++++ TEXTE À ANALYSER
Maxime, tu t’es cassé la clavicule il y a six semaines en chutant au début de la trêve hivernale. Où en es-tu aujourd’hui ?
J’ai fait un bilan chez le chirurgien lundi dernier et je m’en remets bien, un peu plus vite que prévu. C’est plutôt bon signe. Grâce à Jacky Maillot, le médecin de l’équipe de France, j’ai tout de suite été mis entre de bonnes mains, chez un chirurgien spécialisé à Lyon. Quand on est suivi par les bonnes personnes, ça favorise un retour rapide. J’ai été bien opéré, la plaie cicatrise vite, et j’ai pu reprendre rapidement le vélo sans aucune douleur. Je suis tombé au début de ma reprise, après une coupure de quinze jours. Pendant un mois je n’ai pas fait grand-chose. Bien qu’il soit toujours mieux de ne pas tomber, c’était le meilleur moment pour le faire !
En quoi cette blessure intervenue au début du mois de novembre peut-elle impacter ta préparation 2016 ?
++++++++
++++ INFORMATIONS ENREGISTRÉES
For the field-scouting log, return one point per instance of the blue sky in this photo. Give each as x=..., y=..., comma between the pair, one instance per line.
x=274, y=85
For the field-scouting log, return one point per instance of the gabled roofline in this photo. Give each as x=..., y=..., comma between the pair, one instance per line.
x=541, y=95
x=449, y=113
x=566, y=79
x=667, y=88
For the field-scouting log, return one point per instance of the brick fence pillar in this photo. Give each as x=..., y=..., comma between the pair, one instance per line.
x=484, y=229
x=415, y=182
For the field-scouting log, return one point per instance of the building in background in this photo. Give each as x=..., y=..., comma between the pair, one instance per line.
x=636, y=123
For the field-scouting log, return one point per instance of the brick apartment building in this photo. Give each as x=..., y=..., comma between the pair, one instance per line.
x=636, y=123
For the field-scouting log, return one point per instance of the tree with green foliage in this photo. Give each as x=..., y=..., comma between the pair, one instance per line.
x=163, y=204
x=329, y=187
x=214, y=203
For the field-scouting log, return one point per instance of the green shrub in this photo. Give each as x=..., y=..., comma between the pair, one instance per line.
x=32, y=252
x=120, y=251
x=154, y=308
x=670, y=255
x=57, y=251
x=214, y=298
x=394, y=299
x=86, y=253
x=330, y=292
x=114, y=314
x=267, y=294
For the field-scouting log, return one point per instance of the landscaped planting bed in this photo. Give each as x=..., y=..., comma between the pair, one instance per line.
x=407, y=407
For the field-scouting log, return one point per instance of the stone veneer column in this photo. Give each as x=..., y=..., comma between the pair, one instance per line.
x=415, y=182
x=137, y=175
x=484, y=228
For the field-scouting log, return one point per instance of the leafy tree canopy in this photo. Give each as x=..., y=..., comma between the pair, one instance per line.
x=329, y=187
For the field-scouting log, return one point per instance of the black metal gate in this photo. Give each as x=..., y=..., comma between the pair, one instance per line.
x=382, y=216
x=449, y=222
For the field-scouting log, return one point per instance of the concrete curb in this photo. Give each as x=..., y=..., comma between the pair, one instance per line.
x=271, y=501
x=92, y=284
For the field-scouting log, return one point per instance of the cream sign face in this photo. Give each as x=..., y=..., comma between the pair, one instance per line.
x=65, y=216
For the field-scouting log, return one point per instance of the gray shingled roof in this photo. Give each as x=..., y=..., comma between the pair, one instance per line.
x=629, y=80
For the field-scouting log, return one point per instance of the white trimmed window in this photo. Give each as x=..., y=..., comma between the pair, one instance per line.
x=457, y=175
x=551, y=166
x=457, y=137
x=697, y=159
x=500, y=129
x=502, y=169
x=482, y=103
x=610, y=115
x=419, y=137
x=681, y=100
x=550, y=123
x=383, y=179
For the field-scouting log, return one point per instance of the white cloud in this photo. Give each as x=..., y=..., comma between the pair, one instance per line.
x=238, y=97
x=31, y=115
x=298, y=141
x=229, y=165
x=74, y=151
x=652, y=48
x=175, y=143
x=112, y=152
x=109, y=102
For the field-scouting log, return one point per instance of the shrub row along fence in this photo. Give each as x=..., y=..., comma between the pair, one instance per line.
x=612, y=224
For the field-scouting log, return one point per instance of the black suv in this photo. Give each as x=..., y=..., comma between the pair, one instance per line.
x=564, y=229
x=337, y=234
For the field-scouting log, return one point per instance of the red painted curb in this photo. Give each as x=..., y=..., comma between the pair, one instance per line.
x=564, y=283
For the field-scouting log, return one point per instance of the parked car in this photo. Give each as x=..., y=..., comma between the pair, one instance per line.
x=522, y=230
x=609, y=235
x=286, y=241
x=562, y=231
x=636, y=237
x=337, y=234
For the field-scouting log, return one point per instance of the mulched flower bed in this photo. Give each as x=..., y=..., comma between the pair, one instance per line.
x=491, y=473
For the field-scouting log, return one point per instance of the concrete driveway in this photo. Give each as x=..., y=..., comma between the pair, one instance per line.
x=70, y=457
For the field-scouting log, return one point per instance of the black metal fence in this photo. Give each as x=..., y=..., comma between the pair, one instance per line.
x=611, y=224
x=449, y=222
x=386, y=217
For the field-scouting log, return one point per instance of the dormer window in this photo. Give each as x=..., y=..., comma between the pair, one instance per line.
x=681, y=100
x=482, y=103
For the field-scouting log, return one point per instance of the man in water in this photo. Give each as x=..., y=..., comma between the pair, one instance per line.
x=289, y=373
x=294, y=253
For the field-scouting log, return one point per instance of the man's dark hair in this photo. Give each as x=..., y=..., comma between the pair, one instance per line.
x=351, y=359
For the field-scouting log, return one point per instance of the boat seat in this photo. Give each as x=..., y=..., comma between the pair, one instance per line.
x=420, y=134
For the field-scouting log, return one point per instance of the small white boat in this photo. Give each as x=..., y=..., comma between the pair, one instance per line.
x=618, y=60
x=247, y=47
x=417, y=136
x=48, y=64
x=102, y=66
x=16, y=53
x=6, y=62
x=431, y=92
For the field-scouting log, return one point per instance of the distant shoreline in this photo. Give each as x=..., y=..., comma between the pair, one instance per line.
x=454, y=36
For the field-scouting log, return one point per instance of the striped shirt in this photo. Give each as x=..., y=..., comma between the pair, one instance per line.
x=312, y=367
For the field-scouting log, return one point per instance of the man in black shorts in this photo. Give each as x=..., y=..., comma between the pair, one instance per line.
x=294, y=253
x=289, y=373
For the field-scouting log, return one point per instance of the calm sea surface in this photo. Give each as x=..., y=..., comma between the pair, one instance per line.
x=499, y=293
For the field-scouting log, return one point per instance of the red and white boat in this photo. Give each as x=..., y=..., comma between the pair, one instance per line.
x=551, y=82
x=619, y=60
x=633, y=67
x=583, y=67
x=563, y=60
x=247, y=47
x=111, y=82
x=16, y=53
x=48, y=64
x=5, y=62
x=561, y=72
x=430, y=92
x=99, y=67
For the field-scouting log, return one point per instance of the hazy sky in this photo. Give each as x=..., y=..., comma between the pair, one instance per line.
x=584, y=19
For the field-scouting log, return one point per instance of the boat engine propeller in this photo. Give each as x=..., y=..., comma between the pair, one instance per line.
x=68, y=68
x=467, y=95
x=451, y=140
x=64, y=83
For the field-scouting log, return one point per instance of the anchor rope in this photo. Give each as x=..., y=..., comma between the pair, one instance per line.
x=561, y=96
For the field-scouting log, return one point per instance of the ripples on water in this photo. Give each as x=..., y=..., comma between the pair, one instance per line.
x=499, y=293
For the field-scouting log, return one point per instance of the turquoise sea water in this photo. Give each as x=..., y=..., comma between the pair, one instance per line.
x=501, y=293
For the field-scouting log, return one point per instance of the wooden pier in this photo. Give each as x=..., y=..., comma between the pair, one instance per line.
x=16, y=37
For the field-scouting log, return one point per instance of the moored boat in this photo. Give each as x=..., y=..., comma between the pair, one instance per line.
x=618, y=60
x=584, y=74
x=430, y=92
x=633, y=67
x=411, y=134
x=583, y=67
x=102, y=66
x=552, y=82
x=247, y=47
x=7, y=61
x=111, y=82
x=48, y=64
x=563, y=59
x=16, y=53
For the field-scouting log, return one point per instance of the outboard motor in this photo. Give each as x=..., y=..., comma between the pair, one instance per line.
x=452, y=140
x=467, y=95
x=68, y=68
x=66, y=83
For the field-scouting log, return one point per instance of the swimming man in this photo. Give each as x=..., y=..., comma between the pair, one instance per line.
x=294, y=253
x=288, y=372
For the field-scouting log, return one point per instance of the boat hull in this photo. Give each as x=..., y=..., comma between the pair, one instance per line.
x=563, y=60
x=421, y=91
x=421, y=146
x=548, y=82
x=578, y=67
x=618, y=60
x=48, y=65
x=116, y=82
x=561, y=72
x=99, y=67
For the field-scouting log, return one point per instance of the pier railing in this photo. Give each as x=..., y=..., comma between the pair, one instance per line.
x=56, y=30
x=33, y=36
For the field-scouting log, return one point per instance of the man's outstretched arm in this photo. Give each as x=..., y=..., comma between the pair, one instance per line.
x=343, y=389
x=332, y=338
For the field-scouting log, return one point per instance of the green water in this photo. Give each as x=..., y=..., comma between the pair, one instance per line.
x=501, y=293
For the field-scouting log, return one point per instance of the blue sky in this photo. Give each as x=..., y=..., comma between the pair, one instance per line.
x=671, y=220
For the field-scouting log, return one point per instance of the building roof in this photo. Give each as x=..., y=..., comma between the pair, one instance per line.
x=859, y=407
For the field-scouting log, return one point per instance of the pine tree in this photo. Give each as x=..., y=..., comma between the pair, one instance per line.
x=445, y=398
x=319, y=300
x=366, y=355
++++++++
◆ QUESTIONS À TRAITER:
1. Reproduisez fidèlement le passage de l'entretien sur la clavicule cassée de Maxime qui s'ouvre sur les mots contenant "Maxime, tu t’es" et se termine par "pour le faire !".
2. Poursuivez l'entretien sur la clavicule cassée de Maxime à partir de sa dernière phrase.

◆ RÉPONSES RÉDIGÉES:
1.
Maxime, tu t’es cassé la clavicule il y a six semaines en chutant au début de la trêve hivernale. Où en es-tu aujourd’hui ?
J’ai fait un bilan chez le chirurgien lundi dernier et je m’en remets bien, un peu plus vite que prévu. C’est plutôt bon signe. Grâce à Jacky Maillot, le médecin de l’équipe de France, j’ai tout de suite été mis entre de bonnes mains, chez un chirurgien spécialisé à Lyon. Quand on est suivi par les bonnes personnes, ça favorise un retour rapide. J’ai été bien opéré, la plaie cicatrise vite, et j’ai pu reprendre rapidement le vélo sans aucune douleur. Je suis tombé au début de ma reprise, après une coupure de quinze jours. Pendant un mois je n’ai pas fait grand-chose. Bien qu’il soit toujours mieux de ne pas tomber, c’était le meilleur moment pour le faire !

2.
Le vélo, c’est ingrat, ça a été laborieux à la remise en route. C’est quand on remonte dessus que l’on mesure le boulot à fournir. Mais depuis une semaine je me sens progresser et j’ai retrouvé un niveau correct. Ça ne devrait pas trop retarder ma préparation. J’ai pris cette coupure prolongée de manière positive : le repos est forcément profitable, j’ai pu bien me régénérer. En revanche j’avais pris pour habitude de mettre les bouchées doubles l’hiver pour bien bosser ma technique. Ça a bien porté ses fruits ces deux dernières années au niveau du pilotage. Je n’aurai pas pu le travailler cette fois-ci. Il me faudra sans doute accentuer davantage sur la technique à ma reprise du VTT en janvier-février pour retrouver rapidement le feeling. Mais ce sont des choses qui reviennent vite.
Tu as conclu la saison mi-octobre sur une 2ème place au Test Event de Rio, qu’est-ce que ça signifie à tes yeux ?
Il était important de bien marquer les esprits en vue de la sélection : montrer qu’on est à l’aise sur le circuit, qu’on ne souffre pas de la chaleur. En VTT, la part de feeling est importante. Nous avons nos circuits favoris et ceux qu’on aime un peu moins. Terminer 2ème à Rio m’a conforté dans l’idée que ce parcours me convient bien. C’est un circuit rapide qui permet de mettre les watts dans des montées peu techniques, ça convient bien à mon pédalage. Contrairement à d’autres, je ne coupe pas ma saison après le Championnat du Monde. J’aime bien faire des saisons longues à VTT. J’avais fait du Test Event mon objectif de fin de saison, je me suis bien préparé pour cette épreuve, et j’y suis arrivé en forme, même si nous avons fait beaucoup de fatigue sur le circuit les deux jours précédant la course.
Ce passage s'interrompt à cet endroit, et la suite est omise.